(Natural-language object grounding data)

»»

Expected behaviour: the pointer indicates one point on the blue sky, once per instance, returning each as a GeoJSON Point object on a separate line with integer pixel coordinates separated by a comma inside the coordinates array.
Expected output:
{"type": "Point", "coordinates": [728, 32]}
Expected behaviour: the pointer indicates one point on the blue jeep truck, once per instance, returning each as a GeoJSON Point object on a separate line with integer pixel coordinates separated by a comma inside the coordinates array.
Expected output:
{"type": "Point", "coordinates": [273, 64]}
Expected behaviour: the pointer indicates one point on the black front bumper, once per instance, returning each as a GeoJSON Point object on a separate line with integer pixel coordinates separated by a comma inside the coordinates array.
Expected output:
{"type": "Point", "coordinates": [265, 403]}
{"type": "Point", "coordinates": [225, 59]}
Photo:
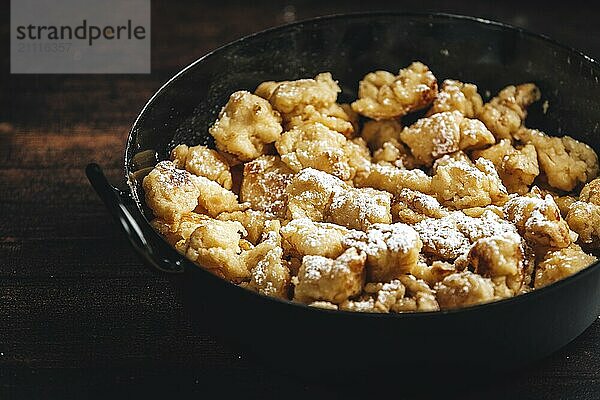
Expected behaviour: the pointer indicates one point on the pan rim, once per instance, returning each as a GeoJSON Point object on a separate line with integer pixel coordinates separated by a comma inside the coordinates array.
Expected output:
{"type": "Point", "coordinates": [324, 19]}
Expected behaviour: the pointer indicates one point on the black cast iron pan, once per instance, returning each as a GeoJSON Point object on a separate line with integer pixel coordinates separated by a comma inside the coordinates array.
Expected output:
{"type": "Point", "coordinates": [505, 334]}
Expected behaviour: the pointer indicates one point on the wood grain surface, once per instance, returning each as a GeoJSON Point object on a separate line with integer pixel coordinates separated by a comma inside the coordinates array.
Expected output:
{"type": "Point", "coordinates": [81, 317]}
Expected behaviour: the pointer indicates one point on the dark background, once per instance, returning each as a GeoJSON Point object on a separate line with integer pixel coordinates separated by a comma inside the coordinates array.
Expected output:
{"type": "Point", "coordinates": [81, 317]}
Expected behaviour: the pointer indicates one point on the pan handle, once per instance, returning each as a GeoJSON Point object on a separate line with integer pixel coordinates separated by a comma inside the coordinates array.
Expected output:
{"type": "Point", "coordinates": [144, 240]}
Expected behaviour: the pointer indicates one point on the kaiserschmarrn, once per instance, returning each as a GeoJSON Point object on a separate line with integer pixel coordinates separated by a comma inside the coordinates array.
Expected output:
{"type": "Point", "coordinates": [362, 207]}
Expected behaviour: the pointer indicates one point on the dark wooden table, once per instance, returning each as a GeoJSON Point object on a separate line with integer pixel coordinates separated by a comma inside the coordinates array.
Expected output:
{"type": "Point", "coordinates": [81, 317]}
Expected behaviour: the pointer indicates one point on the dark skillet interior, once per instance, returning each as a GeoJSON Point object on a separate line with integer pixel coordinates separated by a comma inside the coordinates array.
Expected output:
{"type": "Point", "coordinates": [488, 54]}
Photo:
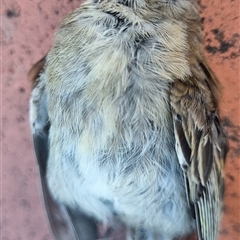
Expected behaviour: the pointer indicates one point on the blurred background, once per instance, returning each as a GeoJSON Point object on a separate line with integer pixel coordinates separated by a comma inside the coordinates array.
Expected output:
{"type": "Point", "coordinates": [27, 29]}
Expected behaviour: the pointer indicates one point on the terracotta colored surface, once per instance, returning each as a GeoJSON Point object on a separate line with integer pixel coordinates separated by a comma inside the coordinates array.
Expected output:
{"type": "Point", "coordinates": [27, 28]}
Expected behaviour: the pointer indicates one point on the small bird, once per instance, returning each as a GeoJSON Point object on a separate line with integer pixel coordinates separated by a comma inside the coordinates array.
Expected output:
{"type": "Point", "coordinates": [124, 117]}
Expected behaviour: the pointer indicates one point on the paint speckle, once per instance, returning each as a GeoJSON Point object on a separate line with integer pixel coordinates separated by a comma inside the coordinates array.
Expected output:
{"type": "Point", "coordinates": [11, 13]}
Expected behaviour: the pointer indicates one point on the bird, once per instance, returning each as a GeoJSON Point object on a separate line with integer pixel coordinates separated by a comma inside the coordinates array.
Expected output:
{"type": "Point", "coordinates": [124, 115]}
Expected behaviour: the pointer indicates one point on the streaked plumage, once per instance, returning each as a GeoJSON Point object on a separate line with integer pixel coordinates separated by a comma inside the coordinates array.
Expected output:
{"type": "Point", "coordinates": [128, 107]}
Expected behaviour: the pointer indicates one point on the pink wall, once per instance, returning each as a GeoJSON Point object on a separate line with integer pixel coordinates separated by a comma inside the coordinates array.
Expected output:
{"type": "Point", "coordinates": [26, 32]}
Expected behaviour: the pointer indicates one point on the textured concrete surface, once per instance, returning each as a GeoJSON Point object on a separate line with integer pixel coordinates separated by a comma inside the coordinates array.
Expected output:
{"type": "Point", "coordinates": [27, 28]}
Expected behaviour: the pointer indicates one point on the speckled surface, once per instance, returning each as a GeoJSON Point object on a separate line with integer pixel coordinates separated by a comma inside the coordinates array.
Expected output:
{"type": "Point", "coordinates": [27, 28]}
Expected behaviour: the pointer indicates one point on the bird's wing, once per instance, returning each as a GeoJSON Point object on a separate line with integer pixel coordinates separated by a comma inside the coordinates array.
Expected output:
{"type": "Point", "coordinates": [201, 148]}
{"type": "Point", "coordinates": [66, 223]}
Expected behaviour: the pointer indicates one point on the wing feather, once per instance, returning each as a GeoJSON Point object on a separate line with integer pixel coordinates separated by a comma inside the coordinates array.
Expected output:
{"type": "Point", "coordinates": [201, 149]}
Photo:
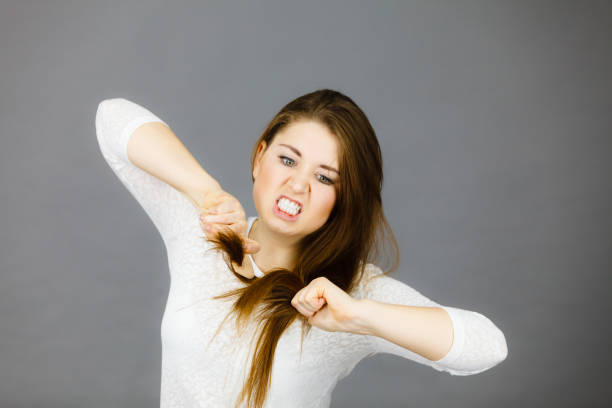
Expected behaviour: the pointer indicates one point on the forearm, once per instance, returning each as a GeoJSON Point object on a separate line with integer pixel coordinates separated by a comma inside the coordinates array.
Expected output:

««

§ About this task:
Print the data above exactly; drop every picture.

§ Exercise output:
Expected behaviour: the pointer indicates one point on the blue sky, once per instance, returning each as a GeoJSON Point object on a separate line with integer pixel coordinates separated by a comma inside the coordinates array.
Expected output:
{"type": "Point", "coordinates": [728, 32]}
Expected behaviour: the pointer indicates one point on the blue jeep truck, once per instance, returning each as a GeoJSON Point object on a separate line with integer pixel coordinates separated by a comma inside the coordinates array.
Expected output:
{"type": "Point", "coordinates": [273, 64]}
Expected behaviour: the pointer indicates one point on the black front bumper, once per instance, returning each as a GeoJSON Point object on a separate line with integer pixel coordinates separated by a comma inside the coordinates array.
Expected output:
{"type": "Point", "coordinates": [265, 403]}
{"type": "Point", "coordinates": [225, 59]}
Photo:
Expected behaviour: the pointer indicates one point on the pan rim, once per instance, returning each as a GeoJSON Point object on a separate line with integer pixel coordinates separated by a comma inside the coordinates array.
Expected output:
{"type": "Point", "coordinates": [324, 19]}
Expected behaviour: the pointer indicates one point on the black cast iron pan, once per instance, returning each as a GeoJSON Point object on a separate line with integer pixel coordinates separated by a comma inside the coordinates array.
Expected output:
{"type": "Point", "coordinates": [505, 334]}
Expected behaviour: the pointer indicates one point on the wood grain surface, once per instance, returning each as a GeoJSON Point object on a separate line with integer pixel coordinates separated by a comma inside the coordinates array.
Expected output:
{"type": "Point", "coordinates": [81, 317]}
Expected behaviour: the pointer indicates one point on the dark background, once per instance, returning each as a GeoJSON Point object on a separate line with integer pixel coordinates separated by a comma inside the coordinates array.
Expected output:
{"type": "Point", "coordinates": [81, 317]}
Expected behaviour: the pointer indicates one point on the pan handle, once per instance, returning each as a GeoJSON Point object on a separate line with integer pixel coordinates separated by a comma inside the coordinates array.
Expected output:
{"type": "Point", "coordinates": [144, 240]}
Expected behaviour: the pointer indicates one point on the kaiserschmarrn, once per instance, returning each as a GeoJSON Point object on a separate line with integer pixel coordinates separated by a comma inside the coordinates array.
Expected output:
{"type": "Point", "coordinates": [362, 207]}
Expected behaviour: the pointer indicates one point on the dark wooden table, once per instance, returning each as a GeoJSON Point object on a separate line with integer pixel coordinates separated by a comma inside the coordinates array.
Expected output:
{"type": "Point", "coordinates": [81, 317]}
Expected behaviour: the pointer indicates one point on the dark skillet interior, once per instance, returning each as a GeoJSON Point object on a separate line with integer pixel coordinates separated by a comma inside the coordinates array.
Expected output:
{"type": "Point", "coordinates": [488, 54]}
Photo:
Expected behaviour: the pointer indicates one point on the blurred background, once per instance, returning each as a GeoJSON Point object on a separate line with integer pixel coordinates separated by a comma inside the coordinates array.
Expected output:
{"type": "Point", "coordinates": [27, 29]}
Expected behaviour: the pointer indicates one point on the terracotta colored surface, once per instance, returning each as a GeoJSON Point object on a separate line with integer pixel coordinates separated by a comma inside the coordinates array.
Expected output:
{"type": "Point", "coordinates": [27, 28]}
Expected behaviour: the pointer indicates one point on the small bird, once per instance, returning each as a GeoJSON Point object on a separate line with integer pixel coordinates separated by a comma inside the coordinates array.
Expected output:
{"type": "Point", "coordinates": [124, 117]}
Expected behaviour: the pointer indicates one point on the paint speckle, once per instance, returning each as a GeoJSON Point object on a separate line with integer pixel coordinates separated by a comma inside the coordinates array.
Expected output:
{"type": "Point", "coordinates": [11, 13]}
Expected behaviour: the pointer indicates one point on the bird, once per instance, returning each as a GeoJSON Point object on a separate line with integer pixel coordinates separated by a comma inside the coordinates array.
Expected output:
{"type": "Point", "coordinates": [124, 115]}
Expected behaviour: the pointer indicates one point on the streaked plumage, once per instance, returning each as a GeoJSON Point object on a separate line with integer pixel coordinates separated by a comma inside the coordinates array.
Expected output:
{"type": "Point", "coordinates": [128, 107]}
Expected behaviour: the pointer indicates one point on the pink wall, once per instance, returning each as a GeoJSON Point object on a separate line with integer pixel coordinates separated by a comma inside the coordinates array.
Expected output:
{"type": "Point", "coordinates": [26, 32]}
Expected behaviour: the pointer indicates one point on the textured concrete surface, once per instance, returning each as a GeoJSON Point object on a separate line with integer pixel coordinates separated by a comma inside the coordinates array.
Expected output:
{"type": "Point", "coordinates": [27, 28]}
Expected behaviour: the pointer indicates one point on the speckled surface, once per instance, returning each as a GeoJSON Point object on a separate line with integer pixel coordinates separated by a comma inside the coordinates array.
Expected output:
{"type": "Point", "coordinates": [27, 28]}
Expected behaviour: the pointer indicates one point on the bird's wing, once per instance, returning each as a GeoJSON Point object on a separate line with integer pixel coordinates separated by a comma inside the coordinates array.
Expected output:
{"type": "Point", "coordinates": [201, 148]}
{"type": "Point", "coordinates": [66, 223]}
Expected behaviour: the pointer indicates one point on the wing feather, once per instance, returning each as a GeoJSON Point object on a separate line with integer pixel coordinates separated by a comma inside the coordinates array.
Expected output:
{"type": "Point", "coordinates": [201, 149]}
Photo:
Expected behaviour: the pointer indicates one point on the forearm, once per instance, returning each as a GeoJSON Point object on a separate line with integer pixel coordinates separated by a comma inside the coordinates array.
Expected output:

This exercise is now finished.